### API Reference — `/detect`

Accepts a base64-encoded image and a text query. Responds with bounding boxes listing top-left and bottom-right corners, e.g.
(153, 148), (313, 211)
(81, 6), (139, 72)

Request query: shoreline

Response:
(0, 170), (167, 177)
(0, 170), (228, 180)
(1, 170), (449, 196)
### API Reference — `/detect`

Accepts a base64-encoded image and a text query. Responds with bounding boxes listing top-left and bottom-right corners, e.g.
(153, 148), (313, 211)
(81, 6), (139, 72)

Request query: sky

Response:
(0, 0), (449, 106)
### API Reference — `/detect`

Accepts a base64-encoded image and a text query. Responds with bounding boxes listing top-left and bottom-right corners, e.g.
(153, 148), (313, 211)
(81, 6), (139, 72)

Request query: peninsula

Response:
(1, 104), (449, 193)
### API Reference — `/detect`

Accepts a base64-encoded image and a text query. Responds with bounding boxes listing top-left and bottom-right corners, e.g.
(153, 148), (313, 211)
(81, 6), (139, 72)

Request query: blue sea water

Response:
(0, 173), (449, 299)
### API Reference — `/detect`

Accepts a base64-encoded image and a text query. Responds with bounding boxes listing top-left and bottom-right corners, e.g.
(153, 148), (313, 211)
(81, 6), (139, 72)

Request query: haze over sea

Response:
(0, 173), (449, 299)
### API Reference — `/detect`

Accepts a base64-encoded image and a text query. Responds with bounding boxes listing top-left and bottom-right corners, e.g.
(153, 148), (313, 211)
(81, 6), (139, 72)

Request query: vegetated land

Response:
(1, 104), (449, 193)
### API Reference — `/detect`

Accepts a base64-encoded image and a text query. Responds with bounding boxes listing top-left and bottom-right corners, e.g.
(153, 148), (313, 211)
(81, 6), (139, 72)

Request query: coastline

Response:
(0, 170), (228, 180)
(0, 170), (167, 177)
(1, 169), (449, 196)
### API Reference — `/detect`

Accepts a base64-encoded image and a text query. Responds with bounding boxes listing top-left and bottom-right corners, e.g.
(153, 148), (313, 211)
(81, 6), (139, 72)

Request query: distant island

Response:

• **Aim of the task**: Print the material exactly. Include every line.

• **Solution**:
### API Reference — `/detect`

Accepts a base64-encoded image and a text query. Responds with bounding boxes listing top-left and bottom-right corners, e.g.
(153, 148), (313, 211)
(81, 6), (139, 72)

Request query: shoreline

Response:
(0, 170), (167, 177)
(0, 170), (228, 180)
(1, 170), (449, 196)
### API Reference — `/detect`

Accepts a base64-encoded image and a text query. Responds with bounding boxes listing top-left and bottom-right corners, e.g.
(153, 148), (313, 211)
(81, 6), (139, 72)

Request query: sky

Response:
(0, 0), (449, 106)
### API Reference — `/detect`

Accepts a base64-encoded image and a text query. Responds with bounding boxes listing top-left and bottom-right corners, e.g.
(153, 148), (313, 211)
(81, 6), (139, 72)

Request query: peninsula

Response:
(1, 104), (449, 193)
### API Reference — `/detect`

Accepts a base64-encoded image and a text query. Responds with bounding boxes listing top-left and bottom-right corners, e.g.
(153, 148), (313, 211)
(81, 6), (139, 72)

Request query: blue sea water

Response:
(0, 173), (449, 299)
### API Reference — `/detect`

Accepts a base64-encoded image and a text query. Responds with bounding boxes listing top-left and bottom-right corners, e.g.
(153, 148), (313, 211)
(81, 6), (139, 72)

Request query: haze over sea

Response:
(0, 173), (449, 299)
### API Reference — `/detect`

Accepts a base64-encoded image and a text query. Responds with bounding boxes listing top-left and bottom-right corners, e.g.
(153, 148), (313, 211)
(81, 6), (139, 72)

Request query: vegetated land

Response:
(1, 104), (449, 193)
### API Reference — `/detect`

Accepts a base64-encoded image and a text query. Responds with bounding boxes listing top-left and bottom-right corners, e.g.
(153, 148), (313, 211)
(81, 6), (139, 72)

Request query: coastline

Response:
(0, 170), (228, 180)
(0, 170), (167, 177)
(1, 169), (449, 196)
### API Reference — `/detect`

Accepts a base64-encoded image and a text query. Responds with bounding boxes listing top-left and bottom-right corners, e.g.
(153, 148), (313, 211)
(81, 6), (139, 72)

Request query: distant island

Response:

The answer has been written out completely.